Texte fourni:
§ §

Foot, politique et tiroir-caisse

Angola, Côte d’Ivoire, Ghana, Togo et Tunisie représenteront le continent au Mondial 2006 en Allemagne. Au grand bonheur de certains dirigeants, qui comptent tirer de cette qualification un bénéfice électoral.

Publié le 17 octobre 2005 Lecture : 5 minutes.

Depuis la Coupe du monde 2002, avec l’élimination au premier tour de la France et de l’Argentine, de l’Italie en huitièmes de finale, les qualifications de la Turquie et de la Corée du Sud en demi-finales, tout semblait devenu possible sur la planète football. Confirmation deux ans plus tard : la Grèce devenait championne d’Europe. Aujourd’hui, c’est au tour de l’Afrique d’être frappée de plein fouet par l’onde de choc du nivellement des valeurs : déjouant tous les pronostics, le Togo, l’Angola, le Ghana et la Côte d’Ivoire, quatre pays qui n’avaient jamais participé à une phase finale de Coupe du monde, ont décroché, le 8 octobre, leur billet pour l’Allemagne.
Championne d’Afrique en titre, la Tunisie a arraché sa place qualificative, en tenant en échec le Maroc, au terme d’un match crispant. Le Cameroun, le Nigeria, l’Afrique du Sud et le Sénégal passent à la trappe. C’est une énorme sensation, la fin d’une époque. Vieillissantes, usées, ou dissipées, ces sélections n’ont pas su, ou pas pu relever le défi des éliminatoires. Ces quatre pays totalisent avec l’Égypte onze des vingt-quatre Coupes d’Afrique des nations disputées depuis la création de l’épreuve, en 1957, deux titres olympiques (Nigeria, 1996, et Cameroun, 2000), 12 qualifications en phase finale de Coupe du monde et deux places en quarts de finale.
C’est à Yaoundé que les regrets sont le plus amers. Les Camerounais possédaient sans doute la meilleure formation du continent, en valeur pure. Mais les Lions indomptables ont complètement raté leur début de parcours éliminatoire, et gaspillé trop de points en chemin – matchs nuls face au Soudan et à la Libye, défaite en Égypte. Ils avaient cependant redressé la barre et repris, d’un point, la tête du groupe 3 en allant battre les Éléphants 3 buts à 2 à Abidjan. Une victoire à domicile contre une Égypte démotivée suffisait à les envoyer disputer en Allemagne une cinquième Coupe du monde d’affilée. Un match nul (1-1) les en empêcha. Au grand dam de tout un peuple (voir page 50). La Côte d’Ivoire de Didier Drogba, qui a facilement triomphé du Soudan (3-1), est miraculeusement passée.
Une divine surprise pour le pouvoir ivoirien, qui s’est empressé de faire sienne la qualification de « ses » Éléphants. De retour au pays, ils sont accueillis à leur descente d’avion par Simone Gbagbo. Son mari, Laurent, les reçoit à dîner au palais, les décore, et offre à chacun des joueurs une villa d’une valeur de 30 millions de F CFA (45 000 euros). Michel Gueu, le ministre des Sports et membre des Forces nouvelles, est ostensiblement snobé. « Ce mondial est un cadeau de Dieu à Gbagbo et à la Côte d’Ivoire », déclare, dans les colonnes de l’organe patriote Notre Voie, Gadji Céli Saint-Joseph, le capitaine de l’équipe victorieuse de la CAN 1992.

§ §

Bloc de données:
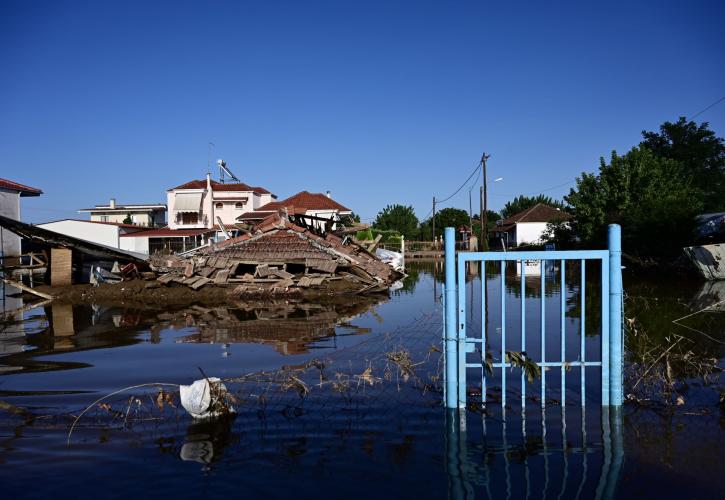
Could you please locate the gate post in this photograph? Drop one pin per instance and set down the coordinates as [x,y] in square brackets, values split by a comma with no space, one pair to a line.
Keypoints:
[616,331]
[451,354]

§ §

Consigne: Poursuivez l'article consacré aux qualifications africaines pour le Mondial 2006, à la suite de sa dernière phrase.

Réponse:
À l’époque déjà, Houphouët avait couvert d’éloges et de présents une sélection dont les exploits avaient fait oublier quelque temps à la population les prémices de la crise qui allait, sept ans plus tard, déchirer le pays. Et le football dans tout ça ? La Côte d’Ivoire possède une équipe pleine de talents, surtout en attaque et au milieu de terrain, et est annoncée, peut-être un peu vite, comme la révélation à venir du Mondial 2006. Réussira-t-elle à refaire « le coup » du Sénégal, qui s’était hissé, en 2002, en quarts de finale ? Elle en a les moyens.
Si les Camerounais ont au moins l’excuse d’être tombés dans « le groupe de la mort » de ces éliminatoires 2006, on ne peut pas en dire de même des Nigérians, des Sud-Africains et des Sénégalais. Qui aurait pu imaginer le Nigeria trébucher sur les modestes Angolais ? Hormis leur star Mantorras – plus souvent remplaçant que titulaire au Benfica de Lisbonne, mais adulé par ses fans portugais -, les « Palancas Negras » (les gazelles noires) alignent, pour l’essentiel, des joueurs évoluant dans leur championnat local… Solide mais apparemment limité, l’Angola sera une des attractions sympathiques du prochain Mondial.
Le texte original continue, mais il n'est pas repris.